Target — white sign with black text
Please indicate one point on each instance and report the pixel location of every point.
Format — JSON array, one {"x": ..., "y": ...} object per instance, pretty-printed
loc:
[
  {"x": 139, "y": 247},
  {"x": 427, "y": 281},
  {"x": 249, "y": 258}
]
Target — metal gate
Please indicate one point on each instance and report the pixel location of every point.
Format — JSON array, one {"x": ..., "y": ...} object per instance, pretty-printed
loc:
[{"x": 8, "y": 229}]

________________________

[작업 지시]: 위 항목을 요청 문장까지 모두 포함해 줄마다 다시 쓰되, 답에 적힌 x, y 좌표값만 1.5배로 늘리고 0.5는 올리는 방식으로 반올림해 정수로 바꿔 주시겠어요? 요청 문장과 형식 예시 속 값은 손대지 마세요.

[문제 풀이]:
Target — white sign with black text
Please indicate one point on each instance and report the pixel location of every point.
Format — JSON array, one {"x": ..., "y": ...} object per instance, pretty-printed
loc:
[
  {"x": 209, "y": 371},
  {"x": 641, "y": 422},
  {"x": 374, "y": 387}
]
Target — metal gate
Please indicate one point on each instance and report the pixel location of every point.
Format — JSON array, one {"x": ..., "y": ...} object per instance, pretty-printed
loc:
[{"x": 12, "y": 344}]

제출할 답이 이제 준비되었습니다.